→ Task directions:
Format every line of the records below as a JSON list of strings, one string per line, with blank lines skipped. Leave the pictures out.
**** Supplied entries ****
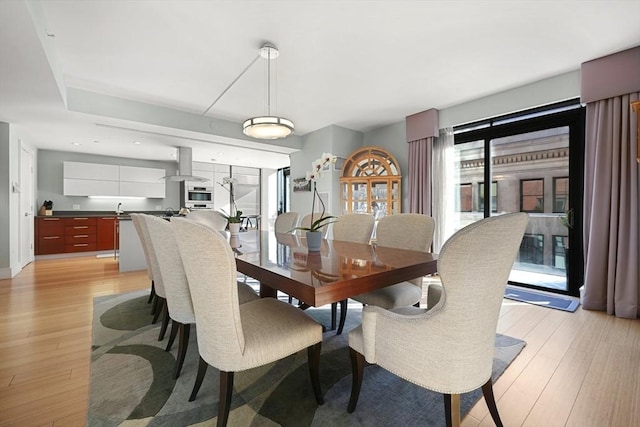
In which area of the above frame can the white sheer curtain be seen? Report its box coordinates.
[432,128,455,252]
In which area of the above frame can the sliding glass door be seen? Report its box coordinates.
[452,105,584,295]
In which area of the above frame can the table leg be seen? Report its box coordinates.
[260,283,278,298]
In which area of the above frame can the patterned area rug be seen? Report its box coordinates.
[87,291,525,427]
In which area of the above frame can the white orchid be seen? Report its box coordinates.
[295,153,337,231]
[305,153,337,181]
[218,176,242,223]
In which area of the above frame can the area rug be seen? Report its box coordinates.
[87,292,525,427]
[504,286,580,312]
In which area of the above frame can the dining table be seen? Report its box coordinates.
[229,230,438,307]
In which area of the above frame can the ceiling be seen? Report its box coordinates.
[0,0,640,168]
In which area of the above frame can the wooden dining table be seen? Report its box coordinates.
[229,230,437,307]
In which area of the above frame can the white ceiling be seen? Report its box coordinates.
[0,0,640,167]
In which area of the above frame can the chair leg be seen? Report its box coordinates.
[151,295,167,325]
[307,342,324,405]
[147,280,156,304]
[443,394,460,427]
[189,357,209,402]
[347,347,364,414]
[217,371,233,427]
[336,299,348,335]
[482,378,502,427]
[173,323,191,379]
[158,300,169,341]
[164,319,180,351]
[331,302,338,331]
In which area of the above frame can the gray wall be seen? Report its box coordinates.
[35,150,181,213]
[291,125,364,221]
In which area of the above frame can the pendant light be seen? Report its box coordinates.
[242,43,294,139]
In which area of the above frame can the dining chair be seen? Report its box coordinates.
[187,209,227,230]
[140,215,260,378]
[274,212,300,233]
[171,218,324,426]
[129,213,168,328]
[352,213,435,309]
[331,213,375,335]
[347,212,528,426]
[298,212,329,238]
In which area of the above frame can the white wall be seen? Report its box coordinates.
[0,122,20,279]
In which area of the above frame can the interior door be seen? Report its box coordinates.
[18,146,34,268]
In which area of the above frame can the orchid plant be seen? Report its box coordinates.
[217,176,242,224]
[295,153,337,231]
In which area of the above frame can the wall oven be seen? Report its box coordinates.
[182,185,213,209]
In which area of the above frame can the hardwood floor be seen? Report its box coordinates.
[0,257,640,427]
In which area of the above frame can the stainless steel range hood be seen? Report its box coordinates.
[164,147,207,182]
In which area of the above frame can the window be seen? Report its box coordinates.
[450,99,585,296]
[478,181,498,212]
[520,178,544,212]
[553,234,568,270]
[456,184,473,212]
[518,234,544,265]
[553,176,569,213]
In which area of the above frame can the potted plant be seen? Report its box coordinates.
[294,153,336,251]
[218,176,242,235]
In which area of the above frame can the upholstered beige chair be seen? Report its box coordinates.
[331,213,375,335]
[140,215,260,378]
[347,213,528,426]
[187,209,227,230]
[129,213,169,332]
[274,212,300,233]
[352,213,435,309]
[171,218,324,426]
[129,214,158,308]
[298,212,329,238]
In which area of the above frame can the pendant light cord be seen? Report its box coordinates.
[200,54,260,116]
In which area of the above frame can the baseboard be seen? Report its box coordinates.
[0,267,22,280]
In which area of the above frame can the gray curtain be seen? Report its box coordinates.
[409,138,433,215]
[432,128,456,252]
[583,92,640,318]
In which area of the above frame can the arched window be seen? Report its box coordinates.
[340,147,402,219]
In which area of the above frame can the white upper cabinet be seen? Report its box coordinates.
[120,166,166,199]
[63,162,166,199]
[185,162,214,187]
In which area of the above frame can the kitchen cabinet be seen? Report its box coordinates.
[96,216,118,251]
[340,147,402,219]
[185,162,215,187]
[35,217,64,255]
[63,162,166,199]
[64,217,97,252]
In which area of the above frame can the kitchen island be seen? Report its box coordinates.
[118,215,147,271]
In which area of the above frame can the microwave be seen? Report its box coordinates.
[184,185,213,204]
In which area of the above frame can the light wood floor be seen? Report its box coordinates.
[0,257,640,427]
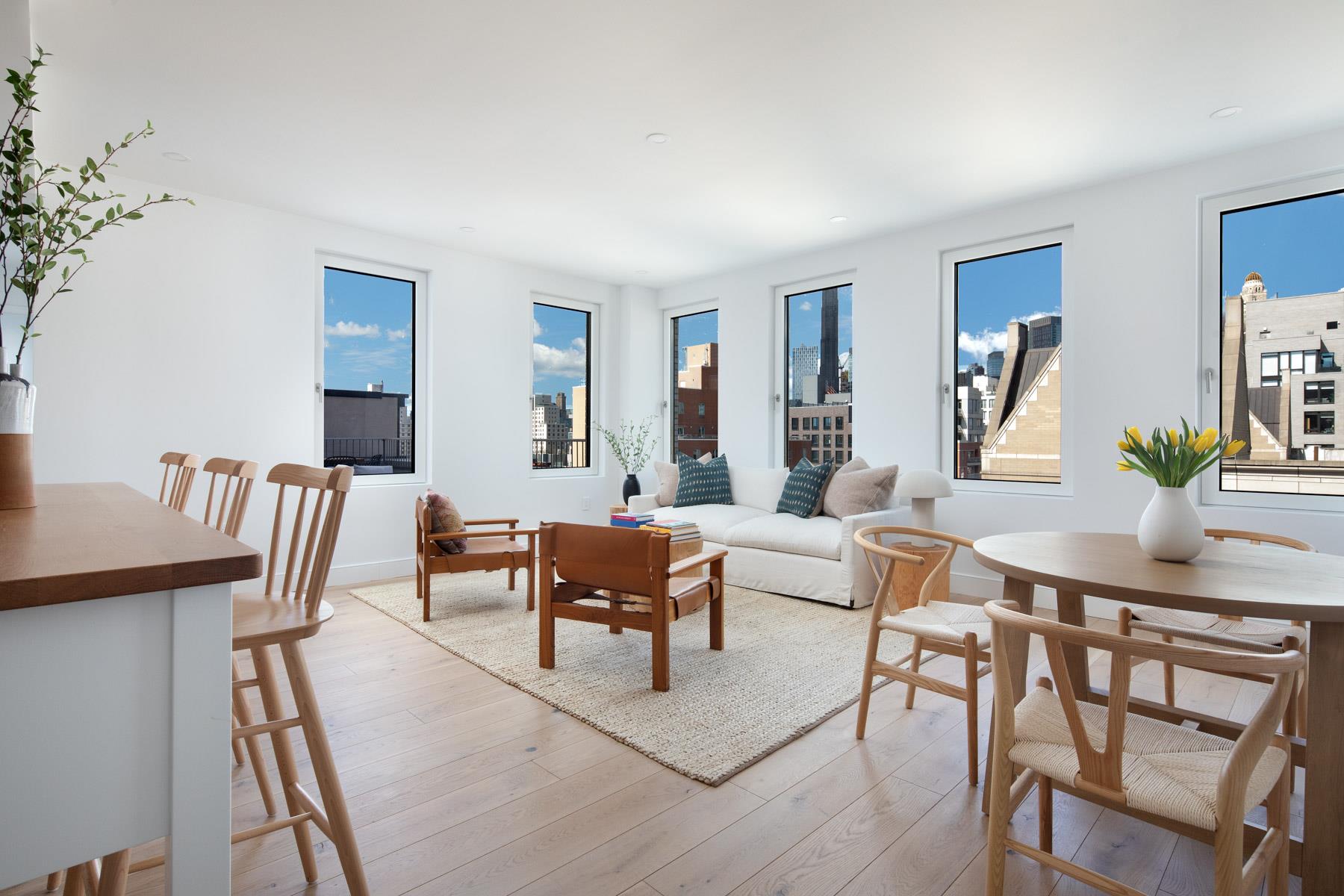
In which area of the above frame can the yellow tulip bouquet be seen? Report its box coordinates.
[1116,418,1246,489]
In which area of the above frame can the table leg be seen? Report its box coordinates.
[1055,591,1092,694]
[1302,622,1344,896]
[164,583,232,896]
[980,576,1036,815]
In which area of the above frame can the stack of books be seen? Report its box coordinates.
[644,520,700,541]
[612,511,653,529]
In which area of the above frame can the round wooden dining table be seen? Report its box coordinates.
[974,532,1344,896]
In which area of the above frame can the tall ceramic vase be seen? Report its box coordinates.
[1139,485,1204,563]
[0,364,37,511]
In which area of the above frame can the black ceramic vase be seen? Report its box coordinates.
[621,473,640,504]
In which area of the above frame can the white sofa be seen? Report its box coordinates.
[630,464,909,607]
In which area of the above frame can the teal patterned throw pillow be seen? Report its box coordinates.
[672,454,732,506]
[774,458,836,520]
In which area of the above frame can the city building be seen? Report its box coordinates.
****
→ Result of the exercise:
[
  "In which area of the above frame can the white sheer curtain be seen? Report its box coordinates.",
  "[432,128,455,252]",
  "In which area of the above frame can the sliding glass door be seen? Report its box coordinates.",
  "[452,105,584,295]",
  "In which area of the above frame can the table leg be seen? Report its box coordinates.",
  "[260,283,278,298]",
  "In which area of the above frame can the patterned area rug be seen? Report its box coordinates.",
  "[87,291,525,427]",
  "In which area of the above frame can the white orchid be seen? Report its box coordinates.",
  "[295,153,337,231]",
  "[305,153,337,181]",
  "[218,176,242,223]",
  "In which area of the above frame can the area rug be seen? Report its box coordinates.",
  "[87,292,525,427]",
  "[504,286,580,312]",
  "In which area of the above frame can the dining table be seen? Report its box coordinates.",
  "[229,230,438,307]",
  "In which area of the above frame can the ceiling be seen? Report its box coordinates.",
  "[0,0,640,168]",
  "In which area of the above frame can the wooden dining table be seen? Report its box coordinates.",
  "[229,230,437,307]",
  "In which area of the above frame can the white ceiling be seen? Report its box coordinates.",
  "[0,0,640,167]",
  "In which area of the above frame can the chair leg be seen? Report its box coordinates.",
  "[151,295,167,325]",
  "[307,342,324,405]",
  "[147,280,156,304]",
  "[443,394,460,427]",
  "[189,357,209,402]",
  "[347,347,364,414]",
  "[217,371,233,427]",
  "[336,299,348,335]",
  "[482,378,502,427]",
  "[173,323,191,379]",
  "[158,300,169,341]",
  "[164,319,180,351]",
  "[331,302,338,331]",
  "In which area of the above frame can the gray wall be seen? Report its box coordinates.",
  "[35,150,181,213]",
  "[291,125,364,221]",
  "In which area of the above frame can the pendant light be seen? Report its box coordinates.",
  "[242,43,294,139]",
  "In which area of the above frame can the dining chair be seen? Report its box coordinates.",
  "[187,209,227,230]",
  "[140,215,260,378]",
  "[274,212,300,233]",
  "[171,218,324,426]",
  "[129,213,168,328]",
  "[352,213,435,309]",
  "[331,213,375,335]",
  "[347,212,528,426]",
  "[298,212,329,238]",
  "In which area of the above frame can the white wall be seen? Report its box coordinates.",
  "[0,122,20,279]",
  "In which area of the above frame can the interior door be seen? Report its box coordinates.",
  "[18,146,34,268]",
  "In which area of the above frame can the orchid plant be seen? Report its box coordinates.",
  "[217,176,242,224]",
  "[295,153,337,231]",
  "In which area of the above frame can the wall oven be seen? Report its box coordinates.",
  "[182,185,213,209]",
  "In which area of the above frame can the hardwood floor be seen? Report its box coordinates.",
  "[0,257,640,427]",
  "In which area of the above frame can the stainless steel range hood be seen? Report its box coordinates.",
  "[164,147,207,182]",
  "In which area of the above frame can the window be seen? Report its box coordinates.",
  "[450,99,585,296]",
  "[478,181,498,212]",
  "[520,178,544,212]",
  "[553,234,568,270]",
  "[456,184,473,212]",
  "[518,234,544,265]",
  "[553,176,569,213]",
  "In which area of the above frame can the potted plant be seen? Report its box coordinates.",
  "[294,153,336,251]",
  "[218,176,242,235]",
  "In which area of the above frame can the upholstered beige chair be seen? Report its box coordinates.",
  "[331,213,375,335]",
  "[140,215,260,378]",
  "[347,213,528,426]",
  "[187,209,227,230]",
  "[129,213,169,332]",
  "[274,212,300,233]",
  "[352,213,435,309]",
  "[171,218,324,426]",
  "[129,214,158,308]",
  "[298,212,329,238]",
  "In which area of the above frame can the pendant light cord be seen? Report its box coordinates.",
  "[200,54,260,116]",
  "In which area of the above frame can the baseboard be seen? Report its box coordinates.",
  "[0,267,22,280]",
  "In which area of the above frame can the gray curtain be seen? Report its box coordinates.",
  "[409,138,433,215]",
  "[432,128,456,252]",
  "[583,92,640,318]",
  "In which area of the above frame can the arched window be seen? Report its box coordinates.",
  "[340,147,402,219]",
  "In which area of the above frame can the white upper cabinet be seen? Report its box coordinates.",
  "[120,166,166,199]",
  "[63,162,166,199]",
  "[185,162,214,187]",
  "In which area of the above frame can the kitchen cabinet be seen? Report its box coordinates.",
  "[96,216,118,251]",
  "[340,147,402,219]",
  "[185,162,215,187]",
  "[35,217,64,255]",
  "[63,162,166,199]",
  "[64,217,97,252]",
  "In which area of the above frame can the kitchen island be seen? Report its box coordinates.",
  "[118,215,147,271]",
  "In which area of the above frame can the microwave be seen? Report its box coordinates.",
  "[184,185,213,204]",
  "In which area of the above frame can the light wood floor be seen? Report its box coordinates.",
  "[0,257,640,427]",
  "In which area of the above frame can the yellow tulip bouquet be seen? Report its box coordinates.",
  "[1116,418,1246,489]",
  "In which area of the above frame can the table leg be seen? Report its box coordinates.",
  "[1055,591,1092,694]",
  "[1302,622,1344,896]",
  "[164,583,232,896]",
  "[980,576,1036,815]",
  "In which area of the above frame can the stack of books be seen? Report its box coordinates.",
  "[644,520,700,541]",
  "[612,511,653,529]",
  "In which area of the above frame can the round wooden dining table be seen? Report its box coordinates.",
  "[974,532,1344,896]",
  "In which area of the above frame can the tall ceramic vase be seen? Report its box coordinates.",
  "[1139,485,1204,563]",
  "[0,364,37,511]",
  "In which area of the above frame can the black ceramic vase be seen? Report its box coordinates.",
  "[621,473,640,504]",
  "In which area of the above frame can the white sofa be seen? Report its box coordinates.",
  "[630,464,909,607]",
  "In which area of the above frame can the teal patterned throw pillow be seen? Report its box coordinates.",
  "[672,454,732,506]",
  "[774,458,836,520]",
  "In which area of the above frame can the city building be seen? Report its box coordinates."
]